= Document =
+ + +

Before Brett’s departure Bad Religion shot two videos for the album, both by Gore Verbinski. “Stranger Than Fiction” features a random cast of characters who have assembled for a book burning under a bridge in downtown L.A. The exceptionally strange video for “21st Century (Digital Boy)” required covering the band members with blue paint and submerging them in a pool of green slime, which would act as a liquid green screen. “Unfortunately,” Brett recalled, “the idea didn’t work and it looked like we were drowning in weird blue liquid.” Life isn’t always a mystery, but the video certainly is.
In late September, the band embarked on its first European tour without Brett. The tour started in France and proceeded to Spain. In San Sebastian, at a show at Discoteca Erne, calamity struck. When the band entered through the ground floor of the building, they assumed that the structure was being renovated because portions of the second story, where the club was located, were supported with jacks. Bad Religion had been touring Europe for six consecutive years, and they’d performed in plenty of dodgy venues. From rundown squats to buildings that weren’t up to code, the band had grown accustomed to playing in places that would have been shut down in the United States.

+ + +

= The problem =
Please update the Bad Religion passage, starting at "Before Brett’s departure" and stopping after "video certainly is.". Replace "green slime" with "purple slime". You won't need the entries.

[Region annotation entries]
+ + +

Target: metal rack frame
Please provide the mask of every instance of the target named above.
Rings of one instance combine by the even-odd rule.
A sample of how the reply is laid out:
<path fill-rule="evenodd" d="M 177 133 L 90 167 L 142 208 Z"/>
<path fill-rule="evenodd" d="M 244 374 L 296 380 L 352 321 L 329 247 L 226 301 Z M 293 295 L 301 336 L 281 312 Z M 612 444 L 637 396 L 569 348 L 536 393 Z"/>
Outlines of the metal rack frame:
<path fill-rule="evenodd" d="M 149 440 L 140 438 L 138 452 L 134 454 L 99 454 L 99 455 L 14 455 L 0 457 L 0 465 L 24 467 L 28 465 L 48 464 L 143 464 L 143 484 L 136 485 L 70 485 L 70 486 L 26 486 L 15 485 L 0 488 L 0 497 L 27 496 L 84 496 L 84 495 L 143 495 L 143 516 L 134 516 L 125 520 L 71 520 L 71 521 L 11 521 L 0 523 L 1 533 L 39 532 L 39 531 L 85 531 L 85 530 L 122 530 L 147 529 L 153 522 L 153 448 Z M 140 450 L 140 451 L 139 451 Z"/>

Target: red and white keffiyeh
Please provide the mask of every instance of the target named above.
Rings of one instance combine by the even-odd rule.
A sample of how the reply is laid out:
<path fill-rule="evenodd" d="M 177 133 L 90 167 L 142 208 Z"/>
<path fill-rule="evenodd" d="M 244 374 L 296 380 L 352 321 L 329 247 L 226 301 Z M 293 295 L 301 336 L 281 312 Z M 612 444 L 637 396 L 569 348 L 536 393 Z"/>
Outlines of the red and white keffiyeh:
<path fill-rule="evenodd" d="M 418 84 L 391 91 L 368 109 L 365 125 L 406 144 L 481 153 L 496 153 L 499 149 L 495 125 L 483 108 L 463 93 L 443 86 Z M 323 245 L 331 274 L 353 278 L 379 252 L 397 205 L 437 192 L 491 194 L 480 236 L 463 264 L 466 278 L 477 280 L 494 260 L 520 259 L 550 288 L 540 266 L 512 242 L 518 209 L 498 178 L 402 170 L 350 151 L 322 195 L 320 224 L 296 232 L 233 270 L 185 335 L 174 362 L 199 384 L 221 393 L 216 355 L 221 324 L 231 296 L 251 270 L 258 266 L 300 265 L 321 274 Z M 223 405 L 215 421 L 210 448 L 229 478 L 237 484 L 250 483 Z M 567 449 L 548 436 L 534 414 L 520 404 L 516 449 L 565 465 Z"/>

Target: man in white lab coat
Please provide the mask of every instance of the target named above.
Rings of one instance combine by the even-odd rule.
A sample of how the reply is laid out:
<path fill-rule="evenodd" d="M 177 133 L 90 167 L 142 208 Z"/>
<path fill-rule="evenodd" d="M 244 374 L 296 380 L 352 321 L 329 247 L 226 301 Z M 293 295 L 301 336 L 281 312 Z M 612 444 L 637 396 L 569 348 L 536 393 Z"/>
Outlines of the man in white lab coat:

+ + +

= Solution for this exercise =
Before Brett’s departure Bad Religion shot two videos for the album, both by Gore Verbinski. “Stranger Than Fiction” features a random cast of characters who have assembled for a book burning under a bridge in downtown L.A. The exceptionally strange video for “21st Century (Digital Boy)” required covering the band members with blue paint and submerging them in a pool of purple slime, which would act as a liquid green screen. “Unfortunately,” Brett recalled, “the idea didn’t work and it looked like we were drowning in weird blue liquid.” Life isn’t always a mystery, but the video certainly is.